----- Dataset records
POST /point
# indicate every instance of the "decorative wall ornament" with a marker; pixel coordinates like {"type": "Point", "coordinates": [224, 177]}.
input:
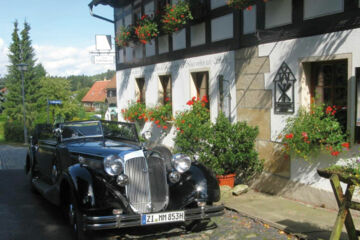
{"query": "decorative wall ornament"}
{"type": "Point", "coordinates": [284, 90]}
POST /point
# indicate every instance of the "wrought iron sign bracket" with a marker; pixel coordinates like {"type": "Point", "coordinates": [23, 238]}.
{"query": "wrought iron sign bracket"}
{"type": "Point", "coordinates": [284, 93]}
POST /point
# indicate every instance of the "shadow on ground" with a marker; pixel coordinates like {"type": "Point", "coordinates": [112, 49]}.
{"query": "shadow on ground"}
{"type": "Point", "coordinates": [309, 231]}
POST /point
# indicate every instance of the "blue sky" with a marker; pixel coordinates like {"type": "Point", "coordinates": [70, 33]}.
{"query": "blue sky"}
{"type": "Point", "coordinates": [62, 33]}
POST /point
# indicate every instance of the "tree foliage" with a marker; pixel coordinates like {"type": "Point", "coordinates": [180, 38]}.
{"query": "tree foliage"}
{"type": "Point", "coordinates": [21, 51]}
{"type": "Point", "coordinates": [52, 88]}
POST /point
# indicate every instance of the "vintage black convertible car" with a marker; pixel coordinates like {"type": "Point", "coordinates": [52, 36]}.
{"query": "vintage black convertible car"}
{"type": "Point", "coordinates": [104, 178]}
----------
----- Dataset records
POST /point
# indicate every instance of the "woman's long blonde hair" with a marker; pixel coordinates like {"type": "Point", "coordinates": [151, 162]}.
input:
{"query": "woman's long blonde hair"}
----------
_What you have to do_:
Where in the entries above does the word "woman" appear? Copy each line that has it.

_Result of the task_:
# indicate every instance of the "woman's long blonde hair" with a marker; pixel coordinates like {"type": "Point", "coordinates": [151, 162]}.
{"query": "woman's long blonde hair"}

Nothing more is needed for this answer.